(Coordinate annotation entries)
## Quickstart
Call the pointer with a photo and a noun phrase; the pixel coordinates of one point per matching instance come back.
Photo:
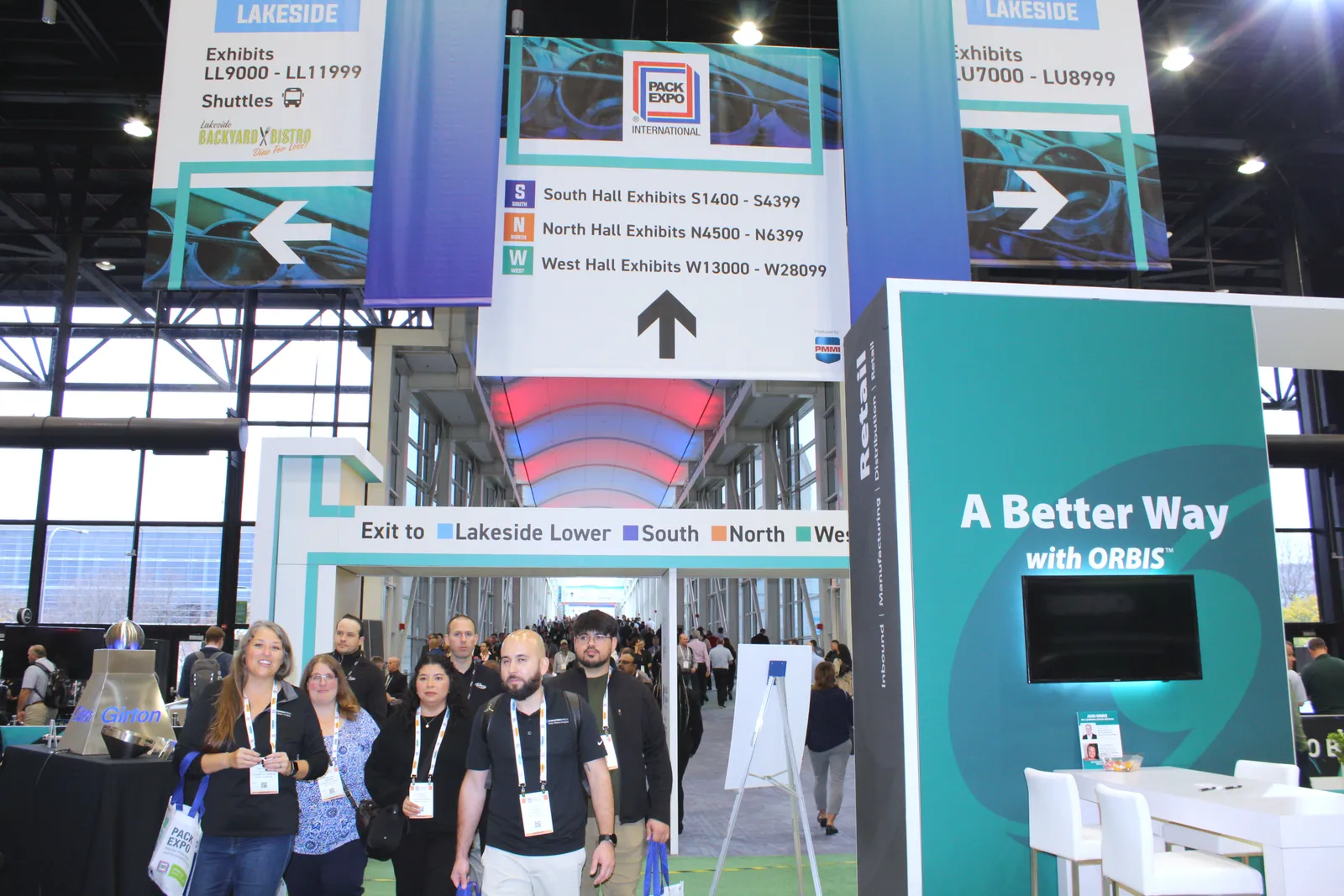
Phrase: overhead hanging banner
(265, 149)
(1057, 134)
(658, 202)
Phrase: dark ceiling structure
(1267, 80)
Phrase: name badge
(262, 781)
(423, 794)
(329, 786)
(537, 813)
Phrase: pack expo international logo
(667, 92)
(664, 102)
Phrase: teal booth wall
(1048, 398)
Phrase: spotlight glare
(1252, 165)
(1178, 60)
(748, 35)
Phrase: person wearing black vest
(366, 680)
(425, 785)
(257, 735)
(638, 748)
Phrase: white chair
(1057, 824)
(1128, 859)
(1270, 773)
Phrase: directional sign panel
(1057, 134)
(669, 210)
(264, 164)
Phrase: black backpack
(58, 685)
(205, 672)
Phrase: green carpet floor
(743, 876)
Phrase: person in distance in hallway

Exercise requirements
Please rewrite the whole listing above, phrases included, and offset every x and y coordinate by adding 78 to it. Omit the pictures from your answer.

Problem solution
## Quickstart
Call the pointer with a photo and a noun phrase; the pixel coordinates of one point per matching instance come back.
Photo:
Phrase: overhead hanging banner
(343, 227)
(1135, 212)
(736, 280)
Phrase: dark ceiling structure
(1345, 158)
Phrase: name badge
(340, 859)
(501, 872)
(407, 864)
(615, 891)
Phrase: pack expo international logo
(745, 170)
(742, 180)
Phrase: teal booth wall
(1126, 476)
Phrase: spotlight glare
(1330, 243)
(1256, 138)
(826, 113)
Phrase: person wearing black vest
(444, 758)
(503, 863)
(335, 813)
(716, 826)
Phrase: white chair
(1135, 902)
(1206, 937)
(1348, 851)
Phrase: directional sign panel
(1135, 212)
(747, 288)
(342, 242)
Phrase: black backpack
(136, 763)
(283, 750)
Phrase: green carpet floor
(821, 954)
Phrase: person in distance in hallway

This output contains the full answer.